● Short task 1:
Recast everything in the records from the line containing "TARGET: train cab window" down to the last line of the records as a Markdown table with a Row column for the row number and a Line column for the line, leaving out blank lines.

● Quoted text:
◆ ◆ ◆
##Student Performance Indicator
####Lifecycle of Machine Learning Project

*   Understanding the Problem Statement
*   Data Collection
*   Data Checks to perform
*   EDA
*   Data Pre Processing
*   Model Training
*   Choose Best Model



### 1) Problem Statement
*   This project understands how the student's performance is affcted by other variables like Gender, Ethinicity, Parental Education Levels and Test *Preparation* Course

### 2) Data Collection
*   Dataset Source - https://www.kaggle.com/datasets/spscientist/students-performance-in-exams?datasetId=74977

*   The data consists of 8 columns and 1000 rows.

### 2.1 Import Data and required Packages

Importing Pandas, Numpy, Matplotlib, Seaborn and Warnings Library.



In [None]:
import numpy as np
import pandas as pd
import matplotlib.pyplot as plt
%matplotlib inline
import seaborn as sns
import warnings
warnings.filterwarnings('ignore')

Import CSV Data as Pandas DataFrame



In [None]:
df = pd.read_csv('/content/stud.csv')

Checking Records



In [None]:
df.head()

In [None]:
df.columns

####Dataset Information



*   gender : sex of students -> (Male/female)
*   race/ethnicity : ethnicity of students -> (Group A, B,C, D,E)
*   parental level of education : parents' final education ->(bachelor's degree,some college,master's degree,associate's degree,high school)
*   lunch : having lunch before test (standard or free/reduced)
*   test preparation course : complete or not complete before test
*   math score
*   reading score
*   writing score


###Data Checks to perform
*  Check Missing values
*  Check Duplicates
* Check data type
* Check the number of unique values of each column
* Check statistics of data set
* Check various categories present in the different categorical column

####3.1 Check Missing Values

In [None]:
df.isnull().sum()

There are no misisng values in the data set


####3.2 Check Duplicates

In [None]:
df.duplicated().sum()

There are no duplicate values in the dataset

####3.3 Check data types

In [None]:
df.info()

In [None]:
df.nunique()

####3.4 Checking statistics of dataset

In [None]:
df.describe()

####Insights
* All means are close to each other; between 66 and 69
* All standard deviations are also close; between 14.6 and 15.19
* Minimum score for:
    * Math: 0
    * Reading: 17
    * Writing: 18

####3.7 Exploring Data

In [None]:
df.head()

In [None]:
print("Categories in 'gender' variable: ", end = '')
print(df['gender'].unique())

print("Categories in 'race_ethnicity' variable: ", end = '')
print(df['race_ethnicity'].unique())

print("Categories in 'lunch' variable: ", end = '')
print(df['lunch'].unique())

print("Categories in 'test_preparation_course	' variable: ", end = '')
print(df['test_preparation_course'].unique())

print("Categories in 'parental_level_of_education' variable: ", end = '')
print(df['parental_level_of_education'].unique())

In [None]:
# Defining numerical and categorical columns
numeric_features = [feature for feature in df.columns if df[feature].dtype != 'O']
categorical_features = [feature for feature in df.columns if df[feature].dtype == 'O']

#printing columns
print('We have {} numerical features :{}'.format(len(numeric_features), numeric_features))
◆ ◆ ◆
● Information supplied:
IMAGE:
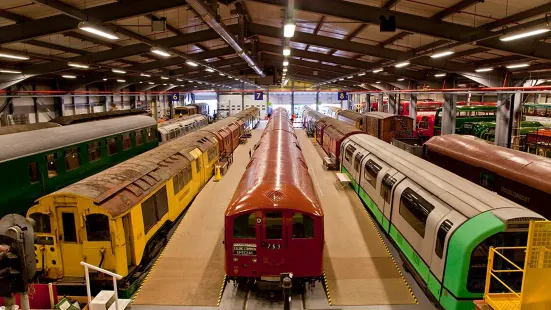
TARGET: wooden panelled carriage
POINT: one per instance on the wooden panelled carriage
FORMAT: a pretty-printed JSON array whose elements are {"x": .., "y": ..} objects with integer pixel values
[
  {"x": 274, "y": 222},
  {"x": 442, "y": 224},
  {"x": 117, "y": 219}
]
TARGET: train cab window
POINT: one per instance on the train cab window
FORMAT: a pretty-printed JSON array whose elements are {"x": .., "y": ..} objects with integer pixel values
◆ ◆ ◆
● Short task 2:
Echo everything in the student performance notebook from "###Data Checks to" down to "df.isnull().sum()" without any change.

● Reply 1:
| Row | Line |
|---|---|
| 1 | TARGET: train cab window |
| 2 | POINT: one per instance on the train cab window |
| 3 | FORMAT: a pretty-printed JSON array whose elements are {"x": .., "y": ..} objects with integer pixel values |

● Reply 2:
###Data Checks to perform
*  Check Missing values
*  Check Duplicates
* Check data type
* Check the number of unique values of each column
* Check statistics of data set
* Check various categories present in the different categorical column

####3.1 Check Missing Values

In [None]:
df.isnull().sum()